══ Quoted passage ══
How It Works Behind the Scenes
Instead of recalculating the entire sum for every position, you only make adjustments based on the data entering and leaving the window.
Initialize: Calculate the result for the first window (indices 0 to
k-1).Slide: Move the window one index to the right.
Update: To get the new sum, you do not add all the numbers again. You simply subtract the value that just exited the window on the left and add the value that just entered the window on the right.
This reduces the operation from adding k numbers to just two simple arithmetic operations per step.
When to Use It
You should consider this pattern if the problem asks for metrics regarding a contiguous section of the data. Look for keywords like:
“Find the maximum sum of a subarray of size K.”
“Find the longest substring with distinct characters.”
“Find the smallest subarray with a sum greater than X.”
Pattern 2: Two Pointers
The Two Pointers pattern allows you to process data structures like arrays or strings by tracking two different positions simultaneously.
The Core Concept
This pattern is particularly powerful when dealing with sorted arrays.
═══
══ Data extract ══
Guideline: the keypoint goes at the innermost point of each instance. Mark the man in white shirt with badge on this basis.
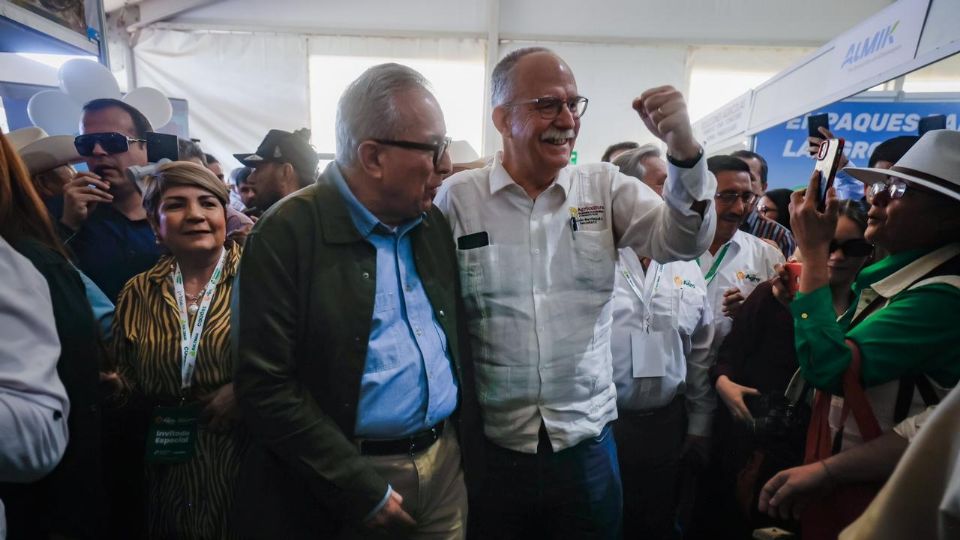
(737, 261)
(537, 244)
(660, 343)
═══
*Task set:*
a. From the text on sliding windows and two pointers, extract the part that opens with the words containing "When to Use" and closes with "different positions simultaneously.".
b. Answer these questions using the text on sliding windows and two pointers:
(i) How many simple arithmetic operations per step does the window update reduce the work to?
(ii) What kind of section of the data should a problem ask about for this pattern to be worth considering?
(iii) With what kind of arrays is the Two Pointers pattern called particularly powerful?

*Solution list:*
a.
When to Use It
You should consider this pattern if the problem asks for metrics regarding a contiguous section of the data. Look for keywords like:
“Find the maximum sum of a subarray of size K.”
“Find the longest substring with distinct characters.”
“Find the smallest subarray with a sum greater than X.”
Pattern 2: Two Pointers
The Two Pointers pattern allows you to process data structures like arrays or strings by tracking two different positions simultaneously.

b.
(i) Two.
(ii) A contiguous section.
(iii) Sorted arrays.